↓↓↓

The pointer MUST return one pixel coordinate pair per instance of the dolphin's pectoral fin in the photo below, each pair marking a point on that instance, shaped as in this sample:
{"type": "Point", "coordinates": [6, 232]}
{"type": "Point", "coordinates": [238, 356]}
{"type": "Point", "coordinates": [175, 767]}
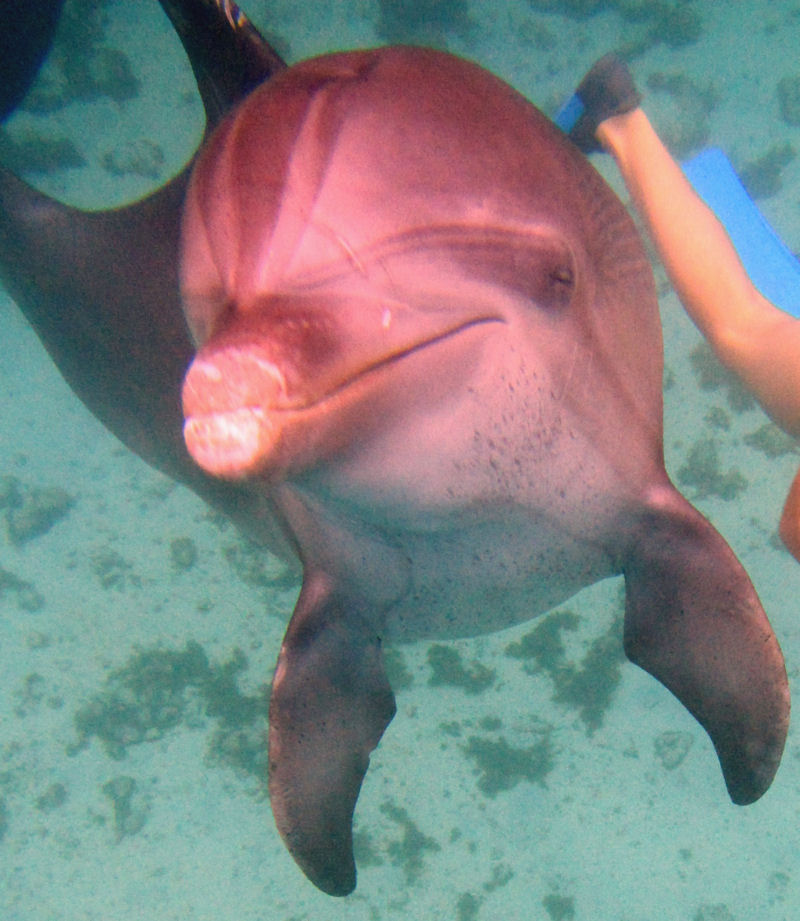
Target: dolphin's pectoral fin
{"type": "Point", "coordinates": [331, 702]}
{"type": "Point", "coordinates": [694, 621]}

↑↑↑

__TASK TO COMPLETE__
Omitting the images, output each record precisely as written.

__OUTPUT OF THE EXERCISE__
The pointer MUST return one pixel coordinate pair per instance of the dolphin's pectoral fin in the photo below, each pair marking a point on that instance, shaped as in this sample:
{"type": "Point", "coordinates": [6, 232]}
{"type": "Point", "coordinates": [238, 356]}
{"type": "Point", "coordinates": [175, 767]}
Target: dolphin's pectoral fin
{"type": "Point", "coordinates": [331, 702]}
{"type": "Point", "coordinates": [694, 621]}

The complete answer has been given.